The exercise | Format the records, from their first line through the line containing "(427, 1098)", as a JSON list of strings, one string per line, with blank lines omitted. Leave the pictures out.

▼▼▼

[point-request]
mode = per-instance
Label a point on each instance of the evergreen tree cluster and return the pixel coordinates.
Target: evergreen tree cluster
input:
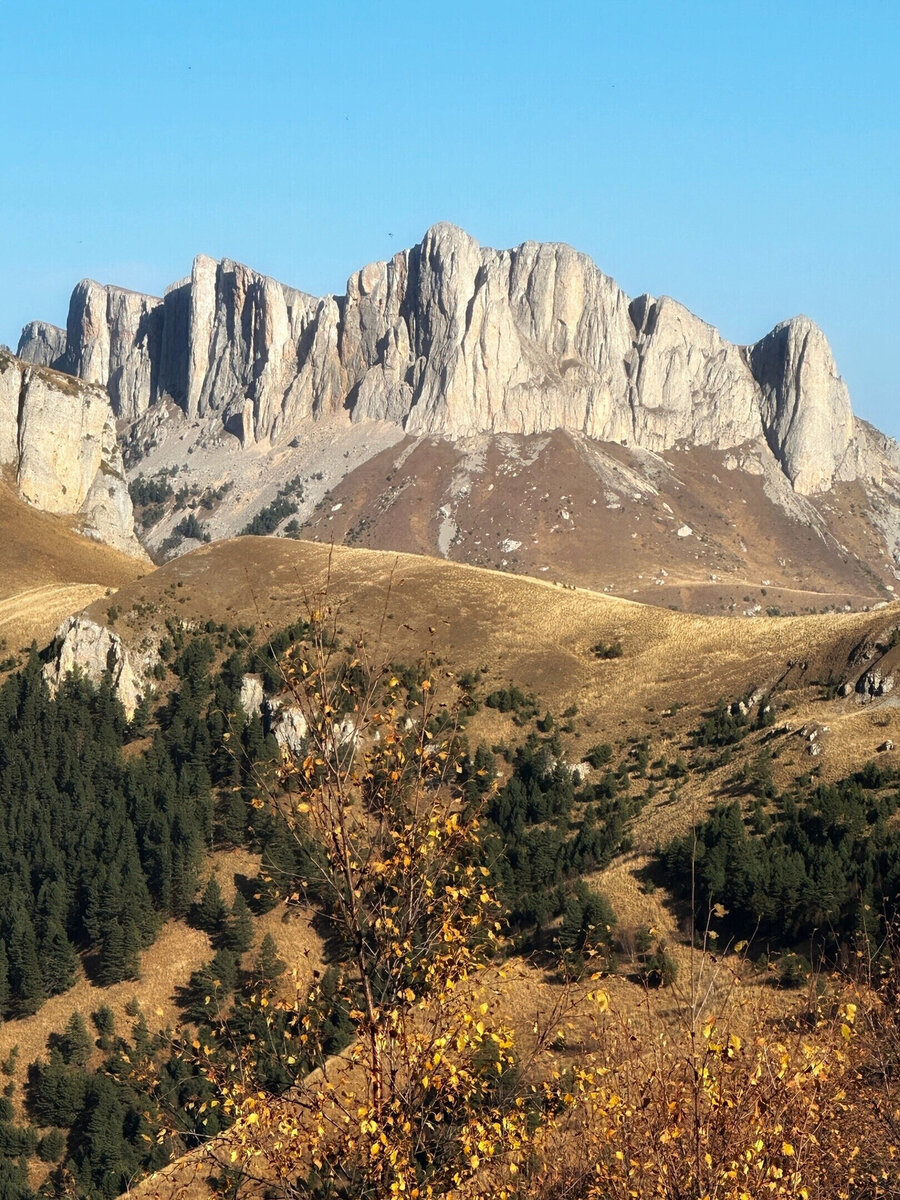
(106, 1121)
(547, 829)
(821, 862)
(100, 846)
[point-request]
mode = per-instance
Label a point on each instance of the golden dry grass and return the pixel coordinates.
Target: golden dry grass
(47, 570)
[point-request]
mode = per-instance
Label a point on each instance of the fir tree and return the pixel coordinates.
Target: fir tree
(239, 931)
(211, 912)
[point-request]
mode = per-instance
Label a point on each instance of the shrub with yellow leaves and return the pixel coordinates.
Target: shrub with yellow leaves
(427, 1098)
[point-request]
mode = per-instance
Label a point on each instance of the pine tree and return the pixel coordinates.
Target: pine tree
(211, 912)
(239, 933)
(25, 978)
(75, 1043)
(4, 979)
(59, 961)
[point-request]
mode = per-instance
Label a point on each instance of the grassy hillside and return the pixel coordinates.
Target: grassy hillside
(583, 670)
(47, 570)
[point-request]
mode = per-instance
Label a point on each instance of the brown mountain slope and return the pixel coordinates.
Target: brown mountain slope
(48, 570)
(534, 633)
(687, 529)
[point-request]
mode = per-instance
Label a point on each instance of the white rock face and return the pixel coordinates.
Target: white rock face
(42, 345)
(59, 437)
(805, 405)
(289, 727)
(94, 649)
(114, 339)
(449, 339)
(252, 695)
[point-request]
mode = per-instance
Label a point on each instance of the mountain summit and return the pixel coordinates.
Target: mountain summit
(451, 339)
(484, 406)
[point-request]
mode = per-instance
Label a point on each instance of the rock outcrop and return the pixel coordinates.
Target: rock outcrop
(449, 339)
(59, 437)
(96, 652)
(42, 345)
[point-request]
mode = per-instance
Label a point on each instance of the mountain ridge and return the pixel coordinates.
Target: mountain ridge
(451, 339)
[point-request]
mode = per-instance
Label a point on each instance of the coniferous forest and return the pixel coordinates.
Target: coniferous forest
(106, 826)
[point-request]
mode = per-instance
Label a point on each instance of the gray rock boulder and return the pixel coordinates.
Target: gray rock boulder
(82, 645)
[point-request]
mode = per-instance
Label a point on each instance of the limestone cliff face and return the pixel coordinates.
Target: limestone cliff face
(42, 345)
(450, 339)
(805, 403)
(59, 437)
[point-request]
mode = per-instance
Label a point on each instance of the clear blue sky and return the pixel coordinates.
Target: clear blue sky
(743, 157)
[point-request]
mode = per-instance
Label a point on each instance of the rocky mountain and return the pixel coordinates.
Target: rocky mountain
(250, 387)
(58, 438)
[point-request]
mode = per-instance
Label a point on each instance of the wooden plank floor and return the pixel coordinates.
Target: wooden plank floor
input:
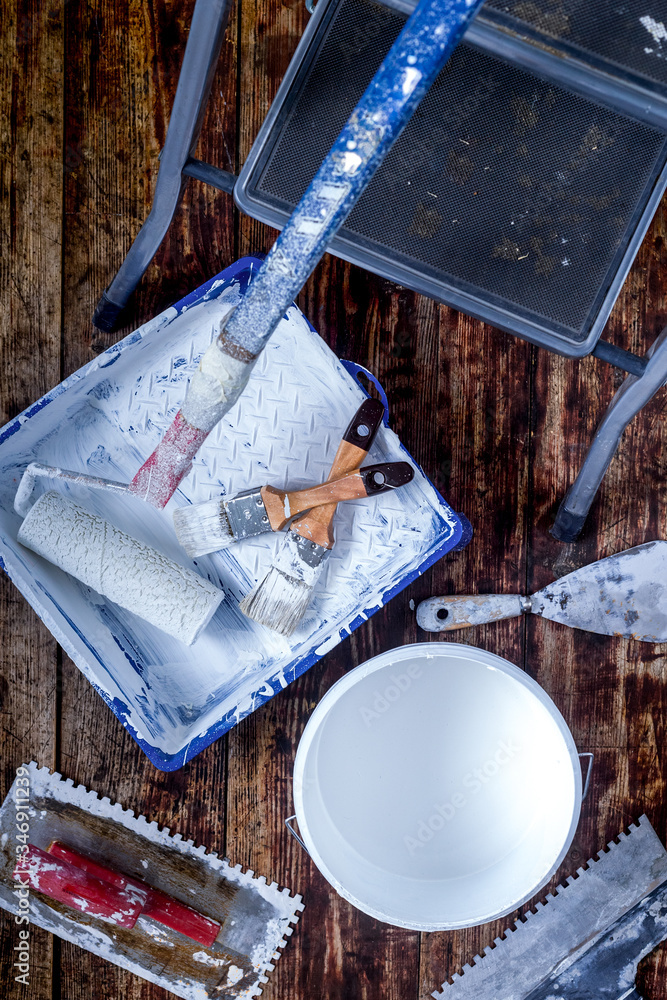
(86, 90)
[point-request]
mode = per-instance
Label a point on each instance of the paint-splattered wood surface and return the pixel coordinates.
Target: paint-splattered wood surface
(86, 90)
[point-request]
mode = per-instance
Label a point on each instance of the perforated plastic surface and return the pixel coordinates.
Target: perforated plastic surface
(503, 185)
(631, 35)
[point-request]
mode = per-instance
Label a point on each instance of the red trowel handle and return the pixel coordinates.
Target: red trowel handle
(66, 883)
(158, 905)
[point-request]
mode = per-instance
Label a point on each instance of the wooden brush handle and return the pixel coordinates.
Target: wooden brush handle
(355, 445)
(369, 481)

▲▲▲

Answer to this exercise |
[
  "[point-request]",
  "mode = per-instance",
  "Label a point on each instance of the evergreen tree cluster and return the pixel coordinates.",
  "Target: evergreen tree cluster",
  "input:",
  "(106, 1121)",
  "(547, 829)",
  "(821, 862)",
  "(100, 846)",
  "[point-request]",
  "mode = per-instance",
  "Label a point on each instance of the golden dry grass and return the pixel coordinates.",
  "Target: golden dry grass",
  "(47, 570)",
  "[point-request]",
  "mode = per-instance",
  "Label a point on each instance of the fir tree and return the pixel coordinates.",
  "Target: fir tree",
  "(239, 931)",
  "(211, 912)",
  "[point-request]",
  "mode = per-instance",
  "Label a point on each instance of the shrub with yellow leaves and return the pixel coordinates.",
  "Target: shrub with yellow leaves",
  "(427, 1098)"
]